Sometimes, Hall opened his East Memphis home to visitors, who marveled over his vast store of paradoxically timeless pop culture ephemera and his hundreds and hundreds of record albums. According to a 2008 story in The Commercial Appeal, Hall had 2,000 albums in his "personal collection," with another 10,000 or so in storage, to sell to collectors or at the Memphis Flea Market, where he maintained a booth for 38 years.

In the introduction to his scrapbook-style 2014 book "Memphis Rocks: A Concert History 1955-1985," Hall traced his live-music enthusiasm to a 1968 concert by the Scottish folk-rock artist Donovan at Downtown's old Ellis Auditorium. Wrote Hall: "Even though Donovan sat on a bed of flowers while he did his set, I was hooked."

As a sometimes ponytailed young enthusiast, Hall turned being "hooked" into a fulltime avocation. He worked in rock music from all sides, as a musician in teen clubs, as a promoter, as a record sales associate, even as a chauffeur for the New York Dolls in 1973, when the glam-rock band opened for Iggy Pop & the Stooges at the Auditorium South Hall (ticket price: $6 at the door).

But his most significant contribution to Memphis arguably occurred decades after the rock 'n' roll heyday, when he became a tireless evangelist of local music and culture, sharing his passion through various projects and on "The Roaring Sixties," a program he hosted on the Memphis Public Library's radio station, WYPL-FM 89.3.

Like the Shangri-la books and CD anthologies, Hall's radio show show celebrated and renewed interest in such Mid-South garage and frat bands as the Guilloteens, Flash & the Casuals, Randy & the Radiants and the Breakers, whose largely forgotten 45 rpm singles and TV "Talent Party" appearances merged Sun Records zeal and Memphis soul-blues energy with British Invasion experimentation, providing a direct antecedent to the punk fearlessness exemplified by such later bands as Tav Falco's Panther Burns and the Oblivians.

"I've got an album by the group Tight Little Unit that they cut in a roller rink in Millington," Hall told The Commercial Appeal. "They couldn't have pressed many, probably 300 to 400."

"Ron's work really fleshed out Memphis' musical history," said author and filmmaker Robert Gordon, whose influential 1995 book, "It Came from Memphis," covers some of the same territory, in narrative form. "Though I was familiar with a good number of the tracks, those CDs were eye-opening to me."

A look at some of the music cardboard cutouts in Ron Hall's collection on Aug. 8, 2008.
A look at some of the music cardboard cutouts in Ron Hall's collection on Aug. 8, 2008.

Gordon said the "scrapbook" style of some of the books — a design format that reproduced newspaper ads for Black Sabbath at Ellis Auditorium, snapshots of Tom Waits at The Ritz on Madison, publicity portraits of Sputnik Monroe, and so on — "elevated the mundane."

"The way Ron pooled that collection of ticket stubs, advertisements and all kinds of memorabilia really tied together a lot of pieces and, perhaps most importantly, trained our eyes to really distinguish what's special all around us all the time," Gordon said.

* Excerpted records:
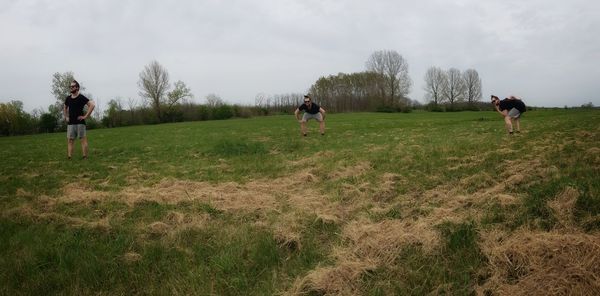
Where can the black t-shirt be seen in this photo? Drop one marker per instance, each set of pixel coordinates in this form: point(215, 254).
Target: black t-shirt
point(508, 104)
point(75, 107)
point(314, 108)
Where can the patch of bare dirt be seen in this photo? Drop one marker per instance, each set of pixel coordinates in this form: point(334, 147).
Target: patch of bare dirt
point(563, 206)
point(351, 171)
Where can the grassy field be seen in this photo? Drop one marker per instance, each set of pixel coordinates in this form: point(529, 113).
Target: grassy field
point(383, 204)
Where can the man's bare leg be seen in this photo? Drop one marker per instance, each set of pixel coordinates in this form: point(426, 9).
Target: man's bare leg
point(84, 148)
point(508, 123)
point(322, 126)
point(70, 147)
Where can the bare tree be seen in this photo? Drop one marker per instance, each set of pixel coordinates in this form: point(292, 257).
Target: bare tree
point(180, 92)
point(154, 85)
point(213, 100)
point(393, 69)
point(376, 64)
point(261, 100)
point(455, 90)
point(472, 86)
point(436, 83)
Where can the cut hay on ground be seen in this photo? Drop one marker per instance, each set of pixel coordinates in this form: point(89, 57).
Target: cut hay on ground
point(542, 263)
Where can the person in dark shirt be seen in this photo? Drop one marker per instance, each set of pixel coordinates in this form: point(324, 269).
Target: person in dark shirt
point(73, 112)
point(312, 111)
point(511, 109)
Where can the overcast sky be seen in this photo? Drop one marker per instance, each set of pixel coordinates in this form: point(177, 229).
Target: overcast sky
point(545, 51)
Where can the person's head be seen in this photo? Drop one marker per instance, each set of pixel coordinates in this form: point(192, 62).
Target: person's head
point(495, 100)
point(74, 87)
point(307, 100)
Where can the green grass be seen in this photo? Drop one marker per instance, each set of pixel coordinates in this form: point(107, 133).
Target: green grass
point(49, 245)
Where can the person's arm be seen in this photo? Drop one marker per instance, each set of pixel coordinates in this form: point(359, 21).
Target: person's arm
point(91, 106)
point(65, 113)
point(503, 113)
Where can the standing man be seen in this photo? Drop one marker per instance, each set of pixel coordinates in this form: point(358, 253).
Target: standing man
point(511, 108)
point(73, 112)
point(312, 111)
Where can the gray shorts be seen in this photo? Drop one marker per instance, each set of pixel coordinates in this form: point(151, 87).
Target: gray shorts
point(75, 131)
point(514, 113)
point(318, 117)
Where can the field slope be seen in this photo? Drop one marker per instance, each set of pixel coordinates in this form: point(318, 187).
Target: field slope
point(383, 204)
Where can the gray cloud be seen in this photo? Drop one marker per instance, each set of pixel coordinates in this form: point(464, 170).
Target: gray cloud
point(545, 51)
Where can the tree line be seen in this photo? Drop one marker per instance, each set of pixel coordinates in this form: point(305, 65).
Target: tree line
point(383, 86)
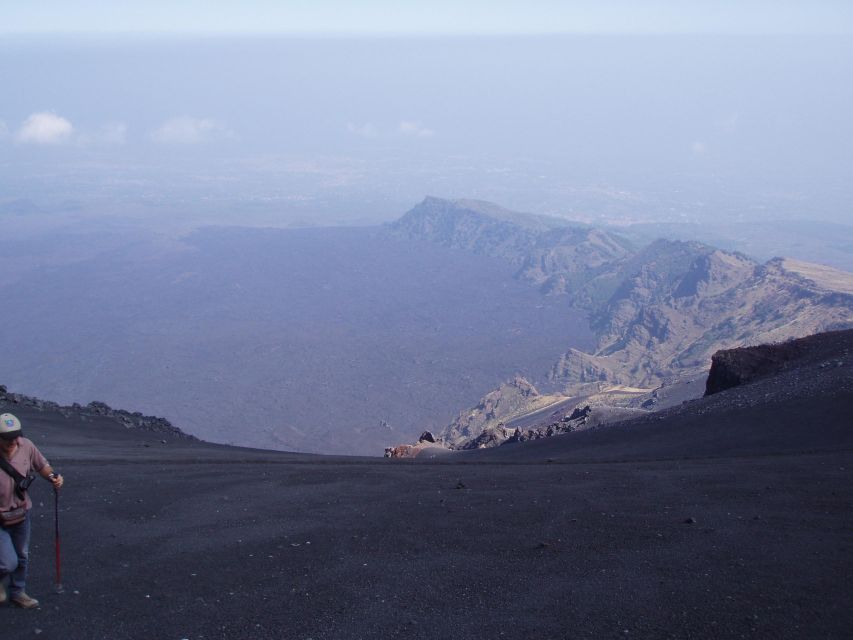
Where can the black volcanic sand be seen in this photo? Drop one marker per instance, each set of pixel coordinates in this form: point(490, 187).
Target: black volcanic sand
point(588, 535)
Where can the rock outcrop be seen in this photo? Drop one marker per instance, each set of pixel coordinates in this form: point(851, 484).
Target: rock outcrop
point(736, 367)
point(659, 314)
point(127, 419)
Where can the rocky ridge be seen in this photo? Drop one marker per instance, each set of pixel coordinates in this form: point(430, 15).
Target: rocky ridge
point(127, 419)
point(659, 313)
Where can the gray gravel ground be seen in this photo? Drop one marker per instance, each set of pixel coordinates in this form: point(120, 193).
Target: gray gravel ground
point(729, 517)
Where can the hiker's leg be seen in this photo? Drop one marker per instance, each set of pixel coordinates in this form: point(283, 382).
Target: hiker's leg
point(20, 536)
point(8, 558)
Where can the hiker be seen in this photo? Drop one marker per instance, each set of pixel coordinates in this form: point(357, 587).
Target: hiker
point(19, 462)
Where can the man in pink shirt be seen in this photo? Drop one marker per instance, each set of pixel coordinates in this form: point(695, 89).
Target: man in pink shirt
point(19, 460)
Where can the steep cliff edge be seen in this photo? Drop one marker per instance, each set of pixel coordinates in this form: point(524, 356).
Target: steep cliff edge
point(659, 313)
point(735, 367)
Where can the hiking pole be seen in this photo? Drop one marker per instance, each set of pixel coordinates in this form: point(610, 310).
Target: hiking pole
point(57, 585)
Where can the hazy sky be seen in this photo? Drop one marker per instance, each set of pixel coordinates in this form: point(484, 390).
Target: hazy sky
point(433, 17)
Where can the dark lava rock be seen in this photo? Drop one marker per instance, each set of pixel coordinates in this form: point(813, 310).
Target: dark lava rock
point(734, 367)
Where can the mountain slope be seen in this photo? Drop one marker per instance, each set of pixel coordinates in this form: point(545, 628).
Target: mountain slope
point(659, 313)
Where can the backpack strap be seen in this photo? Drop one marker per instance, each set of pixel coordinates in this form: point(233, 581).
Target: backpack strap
point(22, 482)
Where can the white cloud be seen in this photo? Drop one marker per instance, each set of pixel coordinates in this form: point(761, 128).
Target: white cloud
point(45, 128)
point(367, 130)
point(112, 133)
point(415, 129)
point(186, 130)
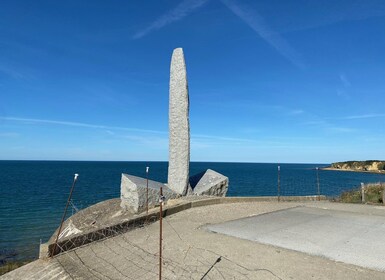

* Task goal: Carry on the article about Ron Hall and Memphis music, starting right after its final sentence. The records are separate from the article on Ron Hall and aren't part of it.

* Task response:
The son of a Naval Chief Petty Officer, Hall was born in Long Beach, California. He spent his earliest years on various Navy bases until he was 10, when his family settled in the Memphis neighborhood of Frayser, when his father was assigned to the Memphis Naval Air Station at Millington.

Hall's first enthusiasm was for sports, specifically the New York Yankees. He became a baseball card collector and also an avid fan of the then-Memphis State Tigers and the Dallas Cowboys. (As an adult, he coached and played for 30 years on a city league softball team, the Dixie Diamonds.)

Ron Hall shows off some of his vinyl record collection on Aug. 8, 2008.
Ron Hall shows off some of his vinyl record collection on Aug. 8, 2008.

Hall formed 13th Muse while at Frayser High School (he graduated from the school in 1968). He and his friends also formed a concert promotions company, Third World Productions. He worked in record distribution for Record Sales in Memphis and later for Stan’s Record Distributors in Louisiana, but earned a living for most of his life not through music but as an employee of the U.S. Postal Service. He retired in 2017 after 34 years with the post office.

Hall met his wife, Sue Valle Hall, in 1979. According to Sue Hall, her future husband's first words to her were: “I’m in love and I’m going to marry you!” The Halls would have celebrated their 43rd anniversary this month.

Ron Hall also leaves three sons, Dustin, Nicholas and Stephen, all of Memphis; a brother, Larry Hall, of Memphis; and four grandchildren.

In 1995, Hall converted to Catholicism. He was an active member of St. Paul the Apostle Catholic Church. A funeral mass for Hall will be at the church at noon Monday, March 11, with visitation starting at 10 a.m. Burial will follow the service at Calvary Cemetery. Canale Funeral Directors has charge.

The family requests memorials be made to the church's Mother Cabrini Circle.